> **Problem**
Copy out only the stretch of the material from the line containing "woman's bare shoulder" through the line containing "(375, 1248)", swapping "beige wall" for "sand-colored wall" and leaving everything else unchanged.

>> BEGIN

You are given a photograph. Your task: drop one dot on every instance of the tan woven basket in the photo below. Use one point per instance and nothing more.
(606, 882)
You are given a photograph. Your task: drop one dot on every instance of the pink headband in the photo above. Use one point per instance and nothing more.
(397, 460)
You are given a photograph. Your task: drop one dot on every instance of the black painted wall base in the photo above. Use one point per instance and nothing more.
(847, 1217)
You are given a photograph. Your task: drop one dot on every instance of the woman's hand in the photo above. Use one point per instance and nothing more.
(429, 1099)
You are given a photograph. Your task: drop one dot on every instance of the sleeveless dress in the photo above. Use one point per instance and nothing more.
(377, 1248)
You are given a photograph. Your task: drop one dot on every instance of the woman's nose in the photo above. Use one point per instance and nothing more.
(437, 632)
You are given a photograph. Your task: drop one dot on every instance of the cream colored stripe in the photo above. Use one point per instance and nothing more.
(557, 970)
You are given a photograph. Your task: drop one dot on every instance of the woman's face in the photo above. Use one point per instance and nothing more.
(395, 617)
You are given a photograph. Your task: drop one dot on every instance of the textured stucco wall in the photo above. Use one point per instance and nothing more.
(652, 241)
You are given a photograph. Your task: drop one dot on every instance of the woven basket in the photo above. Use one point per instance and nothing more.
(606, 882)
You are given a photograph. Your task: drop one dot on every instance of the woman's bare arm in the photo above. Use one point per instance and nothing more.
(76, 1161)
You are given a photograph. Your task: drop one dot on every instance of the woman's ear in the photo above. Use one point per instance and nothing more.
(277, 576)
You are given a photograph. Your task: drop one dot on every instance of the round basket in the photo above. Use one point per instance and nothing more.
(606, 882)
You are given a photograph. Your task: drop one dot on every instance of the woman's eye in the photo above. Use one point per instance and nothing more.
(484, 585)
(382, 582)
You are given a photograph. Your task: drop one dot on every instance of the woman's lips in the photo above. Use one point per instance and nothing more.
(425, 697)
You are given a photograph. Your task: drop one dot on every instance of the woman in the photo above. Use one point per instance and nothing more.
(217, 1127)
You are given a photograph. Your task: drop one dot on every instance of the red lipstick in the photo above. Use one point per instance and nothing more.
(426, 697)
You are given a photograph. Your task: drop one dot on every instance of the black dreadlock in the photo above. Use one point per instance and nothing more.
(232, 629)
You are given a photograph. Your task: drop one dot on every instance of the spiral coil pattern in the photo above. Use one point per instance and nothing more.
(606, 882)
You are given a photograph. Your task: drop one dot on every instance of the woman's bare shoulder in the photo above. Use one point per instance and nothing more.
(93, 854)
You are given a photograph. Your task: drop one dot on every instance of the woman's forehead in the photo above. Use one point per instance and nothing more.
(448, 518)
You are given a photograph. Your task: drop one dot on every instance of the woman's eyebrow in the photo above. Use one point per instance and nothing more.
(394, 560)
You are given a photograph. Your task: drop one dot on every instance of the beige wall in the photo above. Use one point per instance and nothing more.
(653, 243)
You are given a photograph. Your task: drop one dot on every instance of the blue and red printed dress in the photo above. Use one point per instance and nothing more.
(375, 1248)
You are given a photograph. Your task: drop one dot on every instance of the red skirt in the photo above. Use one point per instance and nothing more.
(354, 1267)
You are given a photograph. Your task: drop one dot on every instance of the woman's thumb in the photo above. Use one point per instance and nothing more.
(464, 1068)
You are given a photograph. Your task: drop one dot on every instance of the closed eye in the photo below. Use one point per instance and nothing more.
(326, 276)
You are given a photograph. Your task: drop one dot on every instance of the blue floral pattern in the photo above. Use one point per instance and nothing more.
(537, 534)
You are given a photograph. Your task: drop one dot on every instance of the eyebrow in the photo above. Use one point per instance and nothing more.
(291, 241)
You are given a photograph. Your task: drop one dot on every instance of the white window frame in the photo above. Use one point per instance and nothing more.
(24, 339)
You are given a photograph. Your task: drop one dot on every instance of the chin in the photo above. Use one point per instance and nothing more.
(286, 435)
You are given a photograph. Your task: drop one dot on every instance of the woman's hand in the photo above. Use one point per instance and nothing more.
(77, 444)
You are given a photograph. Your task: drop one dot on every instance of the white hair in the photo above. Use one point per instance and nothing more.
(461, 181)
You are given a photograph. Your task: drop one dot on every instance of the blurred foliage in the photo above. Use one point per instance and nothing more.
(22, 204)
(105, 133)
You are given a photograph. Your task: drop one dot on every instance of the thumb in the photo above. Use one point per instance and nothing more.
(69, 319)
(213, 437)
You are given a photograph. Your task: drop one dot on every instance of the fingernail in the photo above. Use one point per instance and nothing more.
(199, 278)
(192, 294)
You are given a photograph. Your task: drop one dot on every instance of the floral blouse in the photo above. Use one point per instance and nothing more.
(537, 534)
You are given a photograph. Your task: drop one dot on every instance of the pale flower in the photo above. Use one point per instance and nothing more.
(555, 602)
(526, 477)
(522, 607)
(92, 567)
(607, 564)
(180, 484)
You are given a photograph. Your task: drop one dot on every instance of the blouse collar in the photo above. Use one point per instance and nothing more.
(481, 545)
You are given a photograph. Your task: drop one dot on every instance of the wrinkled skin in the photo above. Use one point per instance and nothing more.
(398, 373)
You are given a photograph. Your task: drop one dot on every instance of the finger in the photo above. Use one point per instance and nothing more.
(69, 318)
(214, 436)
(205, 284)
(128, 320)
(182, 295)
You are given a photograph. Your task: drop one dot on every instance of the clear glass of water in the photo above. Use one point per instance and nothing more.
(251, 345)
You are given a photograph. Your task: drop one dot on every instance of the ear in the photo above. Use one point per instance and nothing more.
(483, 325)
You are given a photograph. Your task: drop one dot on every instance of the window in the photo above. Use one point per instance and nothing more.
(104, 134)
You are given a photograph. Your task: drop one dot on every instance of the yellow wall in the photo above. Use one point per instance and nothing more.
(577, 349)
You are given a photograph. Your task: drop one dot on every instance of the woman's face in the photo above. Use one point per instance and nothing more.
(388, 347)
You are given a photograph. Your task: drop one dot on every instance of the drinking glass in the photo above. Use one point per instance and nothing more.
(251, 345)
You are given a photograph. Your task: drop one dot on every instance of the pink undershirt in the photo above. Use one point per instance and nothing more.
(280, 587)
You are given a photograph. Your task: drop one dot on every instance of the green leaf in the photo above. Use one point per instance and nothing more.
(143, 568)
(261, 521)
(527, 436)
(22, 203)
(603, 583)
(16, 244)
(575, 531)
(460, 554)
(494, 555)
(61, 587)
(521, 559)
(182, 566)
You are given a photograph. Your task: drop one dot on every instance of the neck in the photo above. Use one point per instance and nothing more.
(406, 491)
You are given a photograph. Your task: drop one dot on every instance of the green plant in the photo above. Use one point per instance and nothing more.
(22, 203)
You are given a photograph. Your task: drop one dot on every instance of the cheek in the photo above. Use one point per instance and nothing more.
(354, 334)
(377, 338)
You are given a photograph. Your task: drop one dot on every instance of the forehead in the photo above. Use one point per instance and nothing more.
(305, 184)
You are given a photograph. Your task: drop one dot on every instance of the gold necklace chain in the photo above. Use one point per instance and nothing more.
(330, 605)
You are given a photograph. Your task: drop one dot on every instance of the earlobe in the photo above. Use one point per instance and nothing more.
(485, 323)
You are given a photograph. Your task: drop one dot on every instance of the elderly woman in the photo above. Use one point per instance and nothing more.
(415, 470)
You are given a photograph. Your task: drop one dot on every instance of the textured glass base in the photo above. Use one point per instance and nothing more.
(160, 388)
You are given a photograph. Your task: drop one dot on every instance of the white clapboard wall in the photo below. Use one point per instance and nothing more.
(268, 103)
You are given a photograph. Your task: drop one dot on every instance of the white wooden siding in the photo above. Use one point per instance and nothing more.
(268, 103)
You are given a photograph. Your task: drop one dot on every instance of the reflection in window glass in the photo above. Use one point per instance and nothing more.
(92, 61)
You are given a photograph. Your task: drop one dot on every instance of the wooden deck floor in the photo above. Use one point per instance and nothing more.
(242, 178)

>> END

> **Completed exercise**
You are given a photograph. Your task: drop one dot on every instance of the woman's bare shoulder in the photo above. Use one point per instance and nothing more.
(93, 854)
You are given a photograph. Your task: drop one dot on every instance of the woman's forehead in the photo above. Use one point per instance and nothing more.
(448, 518)
You are given a photograph. Your task: drop one dot on every instance of the woman's eyebrow in the photo above. Use one point per instance and nothing more.
(394, 560)
You are given a photograph. Your task: drop one dot on every instance of the sand-colored wall in the photo above. Use one point per instance and nothing more.
(653, 243)
You are given a photograph. Your task: drop one dot on every instance of the blue and red printed dress in the photo above. Use one point per instance and nothing more.
(375, 1248)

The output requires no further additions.